_What is asked_:
Starting with the line that contains "of the chestnut" and going on through the end of the listing, reproduce those lines with "heat-map build" switched to "density-map build" and everything else left unchanged.

_Records for the exercise_:

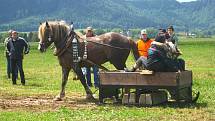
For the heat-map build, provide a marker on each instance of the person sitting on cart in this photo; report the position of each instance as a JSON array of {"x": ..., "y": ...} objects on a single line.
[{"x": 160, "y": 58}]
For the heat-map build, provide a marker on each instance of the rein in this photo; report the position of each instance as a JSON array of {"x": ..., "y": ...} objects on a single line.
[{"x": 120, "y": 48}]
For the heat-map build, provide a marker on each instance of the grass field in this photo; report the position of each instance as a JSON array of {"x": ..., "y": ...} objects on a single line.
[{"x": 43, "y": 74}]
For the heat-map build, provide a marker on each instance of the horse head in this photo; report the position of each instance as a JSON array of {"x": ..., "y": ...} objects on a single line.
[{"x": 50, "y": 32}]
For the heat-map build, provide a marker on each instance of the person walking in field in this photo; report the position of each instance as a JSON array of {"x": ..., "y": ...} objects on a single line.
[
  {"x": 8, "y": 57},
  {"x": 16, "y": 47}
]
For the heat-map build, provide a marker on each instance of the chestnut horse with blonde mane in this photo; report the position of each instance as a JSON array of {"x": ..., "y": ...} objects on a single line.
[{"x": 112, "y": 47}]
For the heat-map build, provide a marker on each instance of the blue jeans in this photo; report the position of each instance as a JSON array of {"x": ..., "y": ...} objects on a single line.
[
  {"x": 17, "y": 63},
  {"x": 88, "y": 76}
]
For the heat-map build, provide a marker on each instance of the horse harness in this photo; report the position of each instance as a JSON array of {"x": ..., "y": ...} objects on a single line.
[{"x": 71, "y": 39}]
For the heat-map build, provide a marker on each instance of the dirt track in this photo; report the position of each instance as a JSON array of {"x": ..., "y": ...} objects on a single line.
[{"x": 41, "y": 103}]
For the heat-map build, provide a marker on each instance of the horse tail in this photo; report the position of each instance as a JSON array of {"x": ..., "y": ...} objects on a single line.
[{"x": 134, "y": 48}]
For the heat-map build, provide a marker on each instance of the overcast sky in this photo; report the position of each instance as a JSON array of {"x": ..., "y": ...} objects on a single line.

_Answer for this exercise_:
For the density-map build, provide a marker on each instance of the chestnut horse with blonde mane in this photo; report the position of each instance as a JSON array of {"x": ..., "y": ...} objects on a single line.
[{"x": 112, "y": 47}]
For the density-map build, provide a marker on each instance of the blue jeans in this photo; report the position of each instance as a JSON array of {"x": ..., "y": ...} objects on a single line.
[
  {"x": 17, "y": 63},
  {"x": 88, "y": 76}
]
For the density-map build, provide a marker on each instance of the horse harness in this photo; report the position of each instance as a JSON array of {"x": ..., "y": ...} objects on a single line.
[{"x": 71, "y": 39}]
For the density-map build, provide a marker on each instance of the dirt track in this photo; report the position of each instance as a JSON array of {"x": ..., "y": ...} objects on a single line.
[{"x": 41, "y": 103}]
For the density-map build, provide a marker on each instance of the horse tail in this photo; report the position of each instance as a JSON array of {"x": ..., "y": ...} objects on a single line.
[{"x": 134, "y": 48}]
For the density-map build, provide a marker on each instance of the overcast sky in this photo; report the position of each instance as a JSON array of {"x": ..., "y": ...} objects on a single line.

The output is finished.